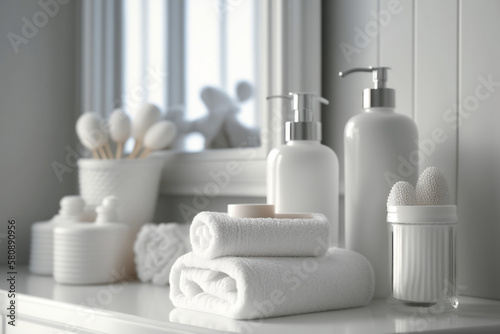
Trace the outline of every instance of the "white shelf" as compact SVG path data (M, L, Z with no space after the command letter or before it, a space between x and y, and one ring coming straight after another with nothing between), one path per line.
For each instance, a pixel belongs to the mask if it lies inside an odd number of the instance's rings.
M0 288L4 313L5 280ZM23 267L16 289L18 320L15 328L4 327L7 333L500 333L500 301L472 297L460 297L459 309L447 314L399 313L374 300L350 310L235 321L175 309L168 287L139 282L61 285Z

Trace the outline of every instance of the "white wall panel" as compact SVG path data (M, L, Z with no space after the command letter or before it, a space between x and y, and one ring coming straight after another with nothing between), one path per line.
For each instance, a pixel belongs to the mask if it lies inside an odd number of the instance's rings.
M458 1L415 2L415 121L420 172L437 166L456 201Z
M415 2L380 1L380 63L390 67L387 87L396 89L396 112L413 117L413 25Z
M500 298L499 13L499 1L462 2L458 270L464 293L489 298Z

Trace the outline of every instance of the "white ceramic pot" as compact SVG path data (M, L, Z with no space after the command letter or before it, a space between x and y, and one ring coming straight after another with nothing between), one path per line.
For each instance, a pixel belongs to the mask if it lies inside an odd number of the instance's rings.
M80 195L87 205L95 208L107 196L119 200L119 220L129 228L124 253L131 275L135 274L133 244L141 226L153 220L164 164L157 157L78 161Z

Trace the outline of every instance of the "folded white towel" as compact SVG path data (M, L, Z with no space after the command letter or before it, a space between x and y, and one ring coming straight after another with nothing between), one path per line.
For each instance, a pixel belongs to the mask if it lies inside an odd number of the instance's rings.
M191 251L189 225L146 224L134 244L137 275L142 282L168 284L170 269L179 256Z
M220 256L321 256L329 247L329 224L314 218L234 218L200 212L190 229L193 252L204 259Z
M367 305L373 269L362 255L331 248L321 257L221 257L193 252L170 272L176 307L257 319Z

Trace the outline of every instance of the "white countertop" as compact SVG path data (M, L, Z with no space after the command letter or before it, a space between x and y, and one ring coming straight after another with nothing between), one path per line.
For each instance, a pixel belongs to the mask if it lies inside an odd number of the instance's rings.
M6 270L4 270L6 272ZM500 301L460 297L458 310L444 314L401 313L374 300L367 307L235 321L175 309L169 288L140 282L70 286L52 277L17 275L17 325L2 333L500 333ZM1 280L0 307L7 306L7 282ZM437 333L437 332L436 332Z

Objective:
List each line of the records above that contains the string "space", treating uppercase and lowercase as different.

Reply:
Trace the outline of every instance of the "white shelf" as compact SVG path data (M, L, Z with no space after the command letter or before it, a space between x and y, and one ring coming straight after another with nothing between), one path per line.
Trace the outline of every instance of the "white wall panel" as compact SVG path data (M, L, Z with no space after the command letter or before it, a space between x and y, and one ring coming straight after another with nothing between), one path per line.
Trace the outline of every instance of the "white ceramic pot" as compact SVG path data (M, L, Z with no space after the command letter or before it, a space between x and y, and one ring coming straight after another with nothing between), one path per line.
Trace the outline of every instance of the "folded white towel" as compact SVG path data (M, L, Z with no space after the command letter or before it, a space between x and y, and one ring coming straight after another with nothing between), one path per line.
Trace the outline of every instance of the "white countertop" as compact SVG path data (M, L, Z with no space after the command letter or before it, a space between x and y, and one ring coming straight after another with nothing between), one path per line.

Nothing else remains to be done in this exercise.